* [Complete lo siguiente]:
1. Responda, según la reseña del ensayo de Muñoz Molina:
(a) ¿De qué lugar es el escritor?
(b) ¿A cuántos kilómetros de Antequera se encuentra la estación de Santa Ana?
(c) ¿En qué institución entró a trabajar el autor como funcionario?
2. Enumere las noticias de aquellos años con las que, según la reseña del ensayo de Muñoz Molina, podemos empaparnos al acudir a una hemeroteca.
3. Retome la reseña del ensayo de Muñoz Molina a partir del punto en que termina.

* [Texto propuesto]:

El punto de partida de este notable ensayo de Muñoz Molina es una interpelación personal acerca de sus obligaciones morales como intelectual ante la crisis, pero en referencia al pasado inmediato. Si su oficio consiste en mirar con atención, en interpretar la realidad, ¿cómo fue posible que no viera lo que estaba pasando delante de sus ojos? A partir de esta interesante premisa, el escritor de Úbeda construye un discurso profundamente indignado que indaga en nuestros males como sociedad. Porque es muy cierto que para que este desastre fuera posible, la mayoría de nosotros, no solo los políticos, miramos para otro lado. Mientras las cosas parecen ir bien, mientras manejamos dinero que ganamos de manera relativamente fácil (o si no lo pedimos prestado), no nos hacemos demasiadas preguntas acerca de si ese bienestar tiene bases sólidas:
"El dinero amedrenta y hechiza, aturde con su monstruosa capacidad de multiplicación. El dinero levanta construcciones tan simbólicas y tan destinadas a amedrentar a los débiles y a los crédulos y los ignorantes como los zigurats mesopotámicos o los vestíbulos de altas columnas macizas de los templos egipcios. El dinero parece lo más irrefutable y tiene el poder de comprarlo todo y transtornarlo todo y de pronto se evapora y es como si nunca hubiera existido."
Muñoz Molina cuenta que la mejor manera de volver a estos años que ahora nos parecen tan lejanos es acudir a una hemeroteca y empaparnos con las noticias de entonces, con esos plenos de ayuntamientos que aprobaban triplicar la población del pueblo en pocos años, con esos miles de metros cuadrados invertidos en campos de golf en zonas donde la sequía es moneda común, con esos aeropuertos inservibles, con esas opulentas estaciones del AVE en descampados (quien quiera una prueba que acuda a la de Santa Ana, a treinta kilómetros de Antequera). Un país en el que el precio de la vivienda subía día tras día y la gente podía ganar enormes cantidades de dinero con una recalificación de terrenos. Un país donde estúpidamente se esperaba seguir construyendo indefinidamente y tener compradores para cientos de miles de casas, mientras los centros urbanos se abandonaban o se expulsaba a sus vecinos de siempre para especular con sus antiguos hogares.
El autor cuenta también algunas experiencias personales muy ilustrativas. Cuando llegó como funcionario al Ayuntamiento de Granada se trataba de una institución humilde, con unas pocas áreas orientadas a la satisfacción de las necesidades ciudadanas. Poco a poco aquello fue convirtiéndose en una especie de pequeño estado en el que surgían como setas nuevas oficinas y empresas públicas, donde se inventaban nuevos cargos para ser ocupados por políticos con espléndidas retribuciones. Por supuesto, todos estos nuevos organismos necesitaban nuevos edificios donde ubicarse, con su correspondiente corte de asesores y expertos. A la vez que esto sucedía, las fiestas y tradiciones populares eran asumidas por el Ayuntamiento, que gastaba en ellas generosos presupuestos y las hacía durar mucho más tiempo. Esta hipertrofia festiva nos ha llevado a ser uno de los países más ruidosos del mundo. Y Granada ha heredado de todo esto una tradición juvenil de macrobotellones que deben ser respetados por las autoridades como si de una institución cultural se tratara.

* [Datos proporcionados]:
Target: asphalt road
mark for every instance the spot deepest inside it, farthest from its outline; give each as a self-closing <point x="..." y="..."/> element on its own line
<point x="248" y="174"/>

* [Soluciones por actividad]:
1.
(a) De Úbeda.
(b) A treinta kilómetros.
(c) En el Ayuntamiento de Granada.

2.
- Los plenos de ayuntamientos que aprobaban triplicar la población del pueblo en pocos años.
- Los miles de metros cuadrados invertidos en campos de golf en zonas donde la sequía es moneda común.
- Los aeropuertos inservibles.
- Las opulentas estaciones del AVE en descampados.

3.
Años después, cuando era director del Instituto Cervantes de Nueva York, Muñoz Molina relata que solía recibir a representantes de distintas Comunidades Autónomas que querían promocionarse en aquella ciudad. Al final lo único que conseguían eran actos a los que solo acudían ellos mismos con su corte de consejeros y asesores, pero se iban con la impresión de que habían impactado a los americanos (después de pasar una semana de lujo en Nueva York con la familia a costa de los contribuyentes). En realidad el único impacto que se conseguía era para las arcas públicas neoyorkinas, en la que los turistas con dinero son siempre bienvenidos. Al final las Comunidades Autónomas parecían ser miniestados independientes que querían promocionarse como algo diferente al resto de España, como si Navarra nada tuviera que ver con Galicia o Andalucía con Valencia. Uno de nuestros grandes problemas ha sido el desmesurado aumento de instituciones y organismos públicos: ayuntamientos, diputaciones provinciales, mancomunidades, comunidades autónomas, organismos forales, empresas públicas de creación artificial... Miles de puestos inútiles que siguen ocupados en plena crisis mientras se despide a quienes no tienen vinculación política alguna.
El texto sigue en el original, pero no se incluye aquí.